**Work request:** Word for word, restate the listing; omit the pictures.

——

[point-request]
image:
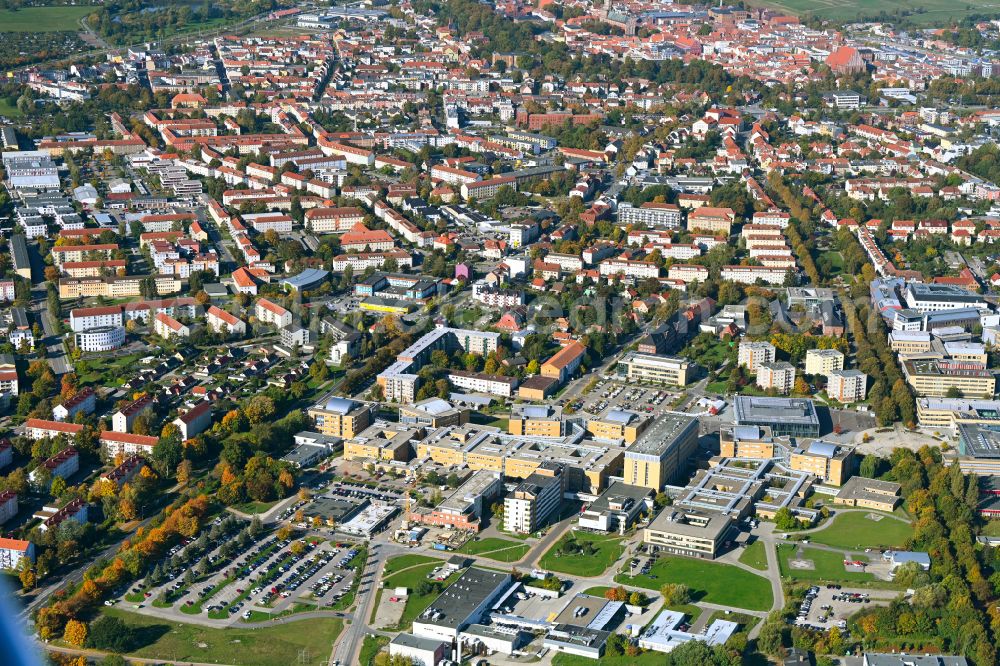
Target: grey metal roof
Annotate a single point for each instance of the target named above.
(821, 448)
(339, 405)
(619, 416)
(535, 411)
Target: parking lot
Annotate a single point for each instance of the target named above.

——

**Answer to the problem:**
[point-request]
image:
Target: grey metal roof
Annotate a single point for each instance of the target named above.
(821, 448)
(339, 405)
(619, 416)
(535, 411)
Target: parking lot
Annotate a single point for each instance of the target named above.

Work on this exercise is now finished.